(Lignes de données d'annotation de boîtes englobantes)
((

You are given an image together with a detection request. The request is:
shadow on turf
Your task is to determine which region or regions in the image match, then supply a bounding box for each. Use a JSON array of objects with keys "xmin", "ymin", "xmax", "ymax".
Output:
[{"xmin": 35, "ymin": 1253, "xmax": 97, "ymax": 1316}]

))

__Consignes de l'exercice__
Mettez en forme l'ensemble des lignes des enregistrements ci-dessus sous la forme d'un tableau Markdown à deux colonnes, « N° » pour le numéro de ligne et « Ligne » pour son texte, en omettant les lignes vides.

__Résultat correct__
| N° | Ligne |
|---|---|
| 1 | You are given an image together with a detection request. The request is: |
| 2 | shadow on turf |
| 3 | Your task is to determine which region or regions in the image match, then supply a bounding box for each. Use a JSON array of objects with keys "xmin", "ymin", "xmax", "ymax". |
| 4 | Output: |
| 5 | [{"xmin": 35, "ymin": 1253, "xmax": 97, "ymax": 1316}] |